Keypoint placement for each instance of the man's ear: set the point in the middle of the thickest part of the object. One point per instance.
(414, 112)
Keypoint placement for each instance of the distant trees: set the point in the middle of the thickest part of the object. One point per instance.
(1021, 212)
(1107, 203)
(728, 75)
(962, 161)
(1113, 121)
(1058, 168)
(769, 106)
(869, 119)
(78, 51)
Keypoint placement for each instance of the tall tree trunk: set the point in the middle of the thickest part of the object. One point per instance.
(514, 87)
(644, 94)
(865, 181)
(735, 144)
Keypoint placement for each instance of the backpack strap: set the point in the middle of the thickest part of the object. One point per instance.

■ ■ ■ ■

### WORK INSTRUCTIONS
With the line that contains "Keypoint placement for each instance of the tall" as the first and the final line of the data as the last, repeat every line in that span exactly.

### RESPONSE TO THIS EXERCISE
Keypoint placement for each instance of the tall tree trunk: set the point in the middle of the thickest part of the object. One point per instance.
(514, 87)
(644, 94)
(865, 181)
(735, 144)
Keypoint placement for each instance of the backpack strap: set the point in the middle of the thickest part of the object. One point per instance.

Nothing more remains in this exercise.